WHAT YOU WILL DO:
(1) Print everything in the article on settling into Swiss life from "Five signs you've" down to "you belong here.", word for word.
(2) Go on with the article on settling into Swiss life from the point where it stops.

GIVEN TEXT:

Getting adjusted to Swiss ways is not always easy for foreign nationals, but with a lot of perseverance it can be done. This is how you know you’ve assimilated.

Five signs you've settled into life in Switzerland
No lint: Following laundry room rules is a sign of integration in Switzerland. Photo by Sara Chai from Pexels

Much has been said about Switzerland’s quirkiness, but when you think about it, this country’s idiosyncrasies are not more or less weird than any other nation’s — except for the fact that they are expressed in at least three languages which, admittedly, can complicate matters a bit.

However, once you master the intricacies and nuances of Swiss life, you will feel like you belong here.

This is when you know you’ve “made it”.

You speak one of the national languages, even if badly

It irritates the Swiss to no end when a foreigner, and particularly an English-speaking foreigner, doesn’t make an effort to learn the language of a region in which he or she lives, insisting instead that everyone communicates to them in their language.

(Pointing records for named objects)
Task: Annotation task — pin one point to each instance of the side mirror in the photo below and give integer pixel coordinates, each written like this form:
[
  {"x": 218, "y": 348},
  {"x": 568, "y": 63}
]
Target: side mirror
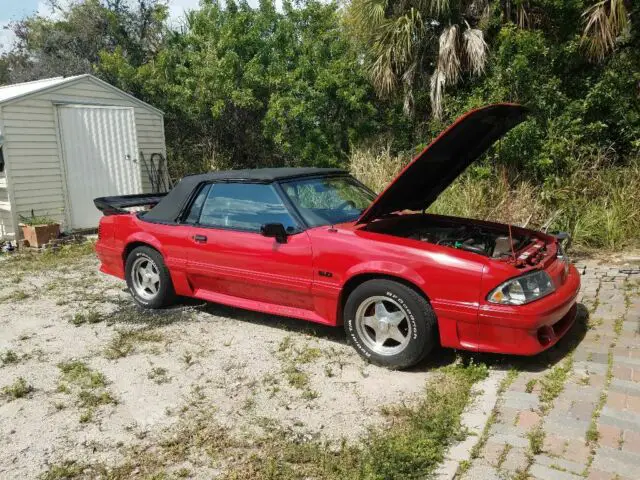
[{"x": 274, "y": 230}]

TASK-BY-TASK RESULTS:
(1)
Five signs you've settled into life in Switzerland
No lint: Following laundry room rules is a sign of integration in Switzerland. Photo by Sara Chai from Pexels

Much has been said about Switzerland’s quirkiness, but when you think about it, this country’s idiosyncrasies are not more or less weird than any other nation’s — except for the fact that they are expressed in at least three languages which, admittedly, can complicate matters a bit.

However, once you master the intricacies and nuances of Swiss life, you will feel like you belong here.

(2)
So speaking the local language will go a long way to being accepted and making you feel settled in your new home.

You get a Swiss watch and live by it

Punctuality is a virtue here, while tardiness is a definite no-no.

If you want to ingratiate yourself to the Swiss, be on time. Being even a minute late  may cause you to miss your bus, but also fail in the cultural integration.

‘The pleasure of punctuality’: Why are the Swiss so obsessed with being on time?

Using an excuse like “my train was late” may be valid in other countries, but not in Switzerland.

The only exception to this rule is if a herd of cows or goats blocks your path, causing you to be late.

A close-up of a Rolex watch in Switzerland.

Owning a Rolex is a sure sign you’re rich enough to live in Switzerland. Photo by Adam Bignell on Unsplash

You sort and recycle your trash

The Swiss are meticulous when it comes to waste disposal and, not surprisingly, they have strict regulations on how to throw away trash in an environmentally correct manner.

Throwing away all your waste in a trash bag without separating it first — for instance, mixing PET bottles with tin cans or paper — is an offence in Switzerland which can result in heavy fines, the amount of which is determined by each individual commune.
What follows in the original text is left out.